World Traveler

Reviewed By Thom
Posted 04/26/02 19:29:51

"Which way is home?"
3 stars (Average)

World Traveller is about a man lost, at the crossroads. It’s a road film but one that circles from point A to point A rather then to Z. It is the perfect metaphor for the angst of indecision in matters of the heart.

Billy Crudup plays Cal who we meet on the road, dreams often of his two year old son and while we try to figure out what happens, he drives from town to town, trying to figure it out himself.

At one of these stops, he meets Dulcie (Moore) who joins him for a few miles. He thinks she may be a suitable travelling companion but instead becomes a catalyst for Crudup to reasses why he’s driving everywhere but home. Cal thinks she is like him, a little bit lost on a downward spiral of his own making but he soon finds out that her problems are deeper then he is able or willing to go and makes one of those life-defining choices.

Out on the road, all his habits and major life issues are revealed. His drinking problem, his relationship towards women and his father, his relationship towards himself. There is not so much self-discovery as there is the confrontation with the consequences of his choices. While the mechanism is not simple, the message comes down to, “fire, hot”.

It takes a Cal a few times getting burned before he gets the message and puts a bandage on it. The problem for him, like many the classic problem of the male, is committing to a family or following his wanderlust. For his wife, and women in general, the choices are simple, take care of life. A man has no biological sense of dependence and is weaned off female support early on to become a penis … pointing straight out into the world, a direct line with a beginning and end, unecumbered by cycles.

The complex characters live inside a simple plot. Because Cal is himself wandering during most of the movie, there is no predictability. Everything comes as a surprise to him and to us. We are sitting in the back seat, watching, wondering and waiting.

All that watching and wondering would get tiresome if Crudup, Moore and Cleavant Derricks (with a supporting role as Carl) weren’t giving the kind of finely tuned, skill testing performances actors dream about. Moore gets back to the kind of performance she gave in Short Cuts or Boogie Nights. And Crudup is just so watchable.

#### MATERIAL PROVIDED

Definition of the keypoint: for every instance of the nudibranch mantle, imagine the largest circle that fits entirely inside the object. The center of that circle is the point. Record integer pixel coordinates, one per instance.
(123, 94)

#### EXERCISE TASKS
[a] List each actor the World Traveler review names, along with the character that actor plays wherever the review gives one.
[b] Answer these questions from the World Traveler review:
(i) What rating does the review give the film?
(ii) How old is the son Cal dreams of?
(iii) Which two films does the reviewer compare Moore's performance to?
[c] Reproduce everything in the World Traveler review from "All that watching" down to "just so watchable.", copying it word for word.

#### EXPECTED RESULTS
[a]
- Billy Crudup: Cal
- Moore: Dulcie
- Cleavant Derricks: Carl

[b]
(i) 3 stars (Average)
(ii) Two years old
(iii) Short Cuts and Boogie Nights

[c]
All that watching and wondering would get tiresome if Crudup, Moore and Cleavant Derricks (with a supporting role as Carl) weren’t giving the kind of finely tuned, skill testing performances actors dream about. Moore gets back to the kind of performance she gave in Short Cuts or Boogie Nights. And Crudup is just so watchable.